◆ Reading text
Examining the Tax Cuts and Jobs Act

President Trump signed the “Tax Cuts and Jobs Act” (TCJA) into law on December 22, 2017.  The act represented the most comprehensive change to the tax code since President Reagan’s Tax Reform Act of 1986.  Under the new act, some tax code provisions were eliminated or simplified while several new rules were added.


Deductions and Exemptions:

In order to provide revenue to offset the decrease in marginal rates, many popular itemized deductions were scaled back or eliminated (i.e. mortgage interest, state & local income taxes, medical expenses, miscellaneous deductions and moving expenses).  The personal exemption was repealed.  However, the standard deduction was nearly doubled (from $6,500 to $12,000 for individuals and from $13,000 to $24,000 for married couples).  With this higher standard deduction, it is estimated that less than 10% of taxpayers will itemize deductions (down from 30%).

Business-related Provisions:

Most businesses in the United States are structured as pass-through entities such as S Corp’s. LLC’s, partnerships or sole proprietorships.  While marginal tax rates for individuals and married couples come with a maximum of 37%, business owners with a pass-through entity will benefit from a new 20% deduction of qualified business income (QBI).  Most service businesses qualify for this credit.

With significant changes across most tax rules, individual investors as well as business owners may want to consider the importance of seeking professional advice in developing and evaluating their financial plans.


This information is not intended to be a substitute for specific individualized tax advice. We suggest that you discuss your specific tax issues with a qualified tax advisor.

◆ About this task
In the text on the Tax Cuts and Jobs Act, rewrite the stretch from "Most businesses in" through "their financial plans.", swapping "professional advice" for "expert guidance".

◆ Study material
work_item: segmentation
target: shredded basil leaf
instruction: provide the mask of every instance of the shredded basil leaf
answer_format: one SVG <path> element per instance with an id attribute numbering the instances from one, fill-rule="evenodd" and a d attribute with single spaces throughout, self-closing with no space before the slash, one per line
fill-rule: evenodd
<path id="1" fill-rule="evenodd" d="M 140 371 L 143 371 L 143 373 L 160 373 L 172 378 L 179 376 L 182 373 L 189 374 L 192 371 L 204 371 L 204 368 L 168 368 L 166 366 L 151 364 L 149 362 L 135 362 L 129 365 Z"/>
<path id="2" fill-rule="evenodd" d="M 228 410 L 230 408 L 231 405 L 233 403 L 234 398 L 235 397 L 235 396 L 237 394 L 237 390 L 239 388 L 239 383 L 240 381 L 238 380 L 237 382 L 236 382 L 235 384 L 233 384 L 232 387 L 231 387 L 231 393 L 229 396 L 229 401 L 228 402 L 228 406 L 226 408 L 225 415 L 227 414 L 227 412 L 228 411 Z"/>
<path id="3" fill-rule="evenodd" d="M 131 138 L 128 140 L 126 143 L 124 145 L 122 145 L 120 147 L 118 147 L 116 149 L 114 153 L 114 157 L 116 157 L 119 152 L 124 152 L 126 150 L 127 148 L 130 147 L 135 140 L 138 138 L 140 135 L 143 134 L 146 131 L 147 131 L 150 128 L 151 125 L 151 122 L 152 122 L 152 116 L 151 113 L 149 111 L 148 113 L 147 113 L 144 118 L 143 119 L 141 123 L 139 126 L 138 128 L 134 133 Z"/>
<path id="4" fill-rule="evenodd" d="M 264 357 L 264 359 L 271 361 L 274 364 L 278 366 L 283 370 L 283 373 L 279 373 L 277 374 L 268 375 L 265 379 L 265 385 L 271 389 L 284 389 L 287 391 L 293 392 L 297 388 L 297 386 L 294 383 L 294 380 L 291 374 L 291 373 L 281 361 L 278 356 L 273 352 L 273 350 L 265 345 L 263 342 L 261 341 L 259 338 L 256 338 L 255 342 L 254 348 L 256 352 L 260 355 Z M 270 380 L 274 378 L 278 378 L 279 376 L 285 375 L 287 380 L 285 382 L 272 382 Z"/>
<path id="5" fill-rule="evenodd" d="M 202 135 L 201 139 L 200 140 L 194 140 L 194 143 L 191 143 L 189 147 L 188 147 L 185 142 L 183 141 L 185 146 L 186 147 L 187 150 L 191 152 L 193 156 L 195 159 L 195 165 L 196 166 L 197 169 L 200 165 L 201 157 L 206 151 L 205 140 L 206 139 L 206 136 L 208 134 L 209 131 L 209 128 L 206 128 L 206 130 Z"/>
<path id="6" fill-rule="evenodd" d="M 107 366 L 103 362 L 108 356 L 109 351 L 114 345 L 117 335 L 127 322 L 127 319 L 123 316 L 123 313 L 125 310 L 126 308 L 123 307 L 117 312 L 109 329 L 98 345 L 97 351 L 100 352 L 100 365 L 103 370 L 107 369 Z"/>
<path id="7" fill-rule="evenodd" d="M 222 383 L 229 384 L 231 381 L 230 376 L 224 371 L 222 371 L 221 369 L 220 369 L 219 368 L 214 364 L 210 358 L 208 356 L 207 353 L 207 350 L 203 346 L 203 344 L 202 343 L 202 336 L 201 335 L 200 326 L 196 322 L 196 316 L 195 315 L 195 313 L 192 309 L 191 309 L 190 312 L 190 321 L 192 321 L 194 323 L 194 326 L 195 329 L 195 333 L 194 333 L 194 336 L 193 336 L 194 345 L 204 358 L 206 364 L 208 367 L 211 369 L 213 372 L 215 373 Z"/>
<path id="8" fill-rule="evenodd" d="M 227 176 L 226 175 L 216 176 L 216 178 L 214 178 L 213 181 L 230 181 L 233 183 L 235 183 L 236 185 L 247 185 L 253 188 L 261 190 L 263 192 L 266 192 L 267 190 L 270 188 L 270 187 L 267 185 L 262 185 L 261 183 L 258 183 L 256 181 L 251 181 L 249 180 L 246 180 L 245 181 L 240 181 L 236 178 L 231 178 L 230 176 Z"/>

◆ Final answer
Most businesses in the United States are structured as pass-through entities such as S Corp’s. LLC’s, partnerships or sole proprietorships.  While marginal tax rates for individuals and married couples come with a maximum of 37%, business owners with a pass-through entity will benefit from a new 20% deduction of qualified business income (QBI).  Most service businesses qualify for this credit.

With significant changes across most tax rules, individual investors as well as business owners may want to consider the importance of seeking expert guidance in developing and evaluating their financial plans.